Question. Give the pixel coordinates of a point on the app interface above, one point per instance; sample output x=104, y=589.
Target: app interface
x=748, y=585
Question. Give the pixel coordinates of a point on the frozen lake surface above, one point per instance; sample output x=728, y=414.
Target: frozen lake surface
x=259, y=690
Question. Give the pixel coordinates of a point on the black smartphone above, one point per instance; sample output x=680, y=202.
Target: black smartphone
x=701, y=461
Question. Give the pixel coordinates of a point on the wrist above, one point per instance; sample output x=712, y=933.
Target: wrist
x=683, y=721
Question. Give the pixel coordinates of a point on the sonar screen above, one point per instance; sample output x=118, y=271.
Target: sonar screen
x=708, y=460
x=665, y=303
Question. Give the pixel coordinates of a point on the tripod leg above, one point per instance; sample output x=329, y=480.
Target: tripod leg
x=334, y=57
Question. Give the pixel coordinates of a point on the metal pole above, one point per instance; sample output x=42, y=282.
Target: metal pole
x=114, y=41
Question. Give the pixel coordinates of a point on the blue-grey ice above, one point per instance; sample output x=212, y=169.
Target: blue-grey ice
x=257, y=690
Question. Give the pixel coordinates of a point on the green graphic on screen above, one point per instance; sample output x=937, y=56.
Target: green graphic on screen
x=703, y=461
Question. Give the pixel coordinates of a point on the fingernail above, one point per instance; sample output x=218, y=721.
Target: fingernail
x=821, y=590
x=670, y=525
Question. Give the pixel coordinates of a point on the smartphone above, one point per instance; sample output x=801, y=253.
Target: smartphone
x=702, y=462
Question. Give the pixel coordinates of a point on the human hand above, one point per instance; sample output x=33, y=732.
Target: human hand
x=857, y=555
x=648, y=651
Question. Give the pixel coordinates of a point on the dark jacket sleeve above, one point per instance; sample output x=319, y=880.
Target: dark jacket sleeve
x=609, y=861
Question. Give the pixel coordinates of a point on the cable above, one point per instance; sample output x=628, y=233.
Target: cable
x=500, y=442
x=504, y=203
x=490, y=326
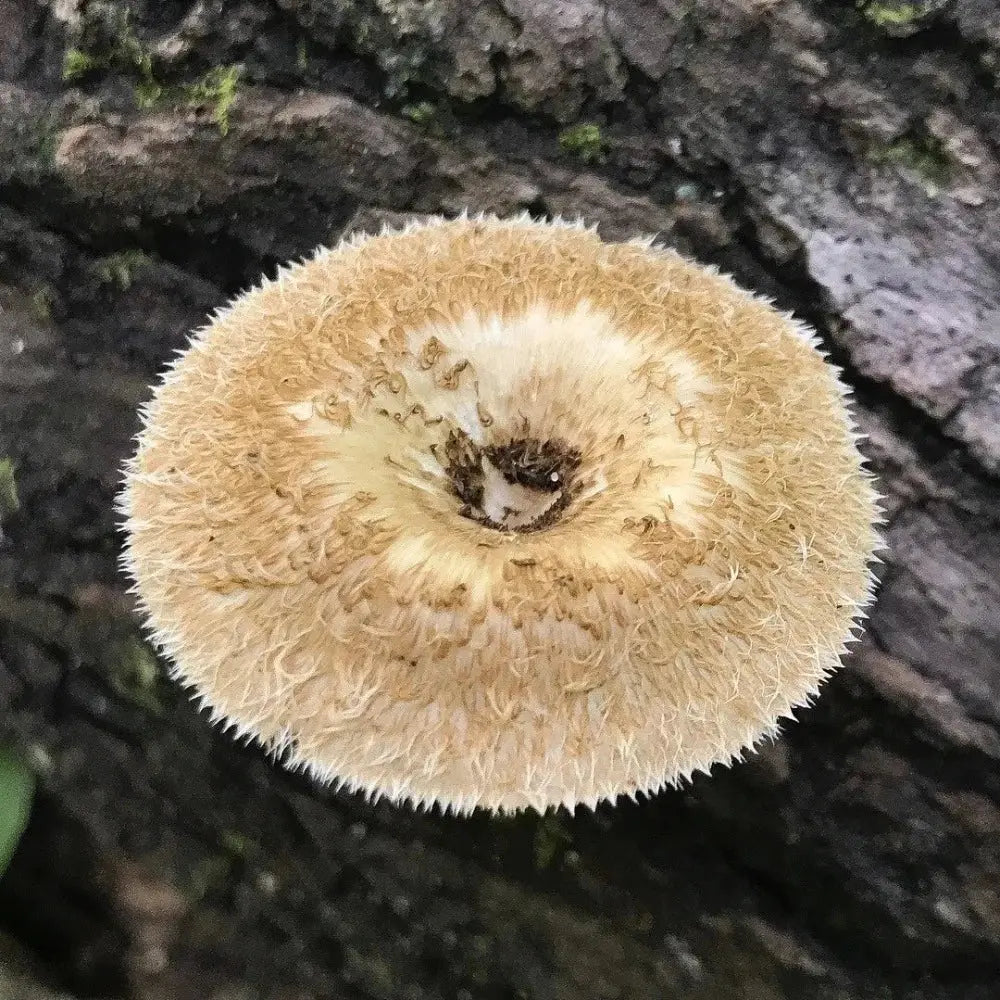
☆ ☆ ☆ ☆
▸ Task to complete: Transcribe the whole listing above exactly and leave out the pictures.

▸ Answer to this problem:
Question. Give the pixel coordinates of a point on the app interface above, one point per instance; sample output x=104, y=589.
Target: app interface
x=748, y=585
Question. Give the pixel coordinates of a point on the frozen lake surface above, one point per instance; sample output x=728, y=414.
Target: frozen lake surface
x=259, y=690
Question. Give the pixel coordinates of a point on the black smartphone above, one point per instance; sample output x=680, y=202.
Target: black smartphone
x=701, y=461
Question. Give the pixel coordinates of a point on the wrist above, one point per instance; sample output x=712, y=933.
Target: wrist
x=683, y=721
Question. Give the pixel coordinates of a point on the sonar screen above, one point per instance; sample output x=118, y=271.
Target: sonar screen
x=708, y=460
x=665, y=303
Question. Give the pixel coordinates of a point on the tripod leg above, one point per instance; sample output x=329, y=480.
Target: tripod leg
x=334, y=57
Question. Give the pixel coordinates of a point on the metal pole above, one point per instance; sample output x=42, y=282.
Target: metal pole
x=114, y=41
Question. Give the pixel coordinates of a point on the blue-grey ice above, one point per instance; sample output x=212, y=169.
Target: blue-grey ice
x=257, y=690
Question. Give the pixel coordinates of a point on the green graphic on screen above, one point per instance; sample output x=937, y=56.
Target: green graphic on screen
x=703, y=461
Question. Give the pixel coordinates of a point on the fingernail above, one point per instance; sample output x=218, y=721.
Target: fingernail
x=821, y=590
x=670, y=525
Question. Give the pixel coordinates of a point on the smartphone above, one point per instance; sample output x=801, y=253.
Target: smartphone
x=702, y=462
Question. Give the pixel coordinates of a point on the human hand above, one point per instance; sample output x=33, y=732.
Target: human hand
x=857, y=555
x=648, y=651
Question. Give the pixel coordinates of a point on the dark jacket sleeve above, one point per instance; sample output x=319, y=880.
Target: dark jacket sleeve
x=609, y=861
Question. Give the pixel coordinates of a point on the cable above, one point per instance; sample output x=628, y=233.
Target: cable
x=500, y=442
x=504, y=203
x=490, y=326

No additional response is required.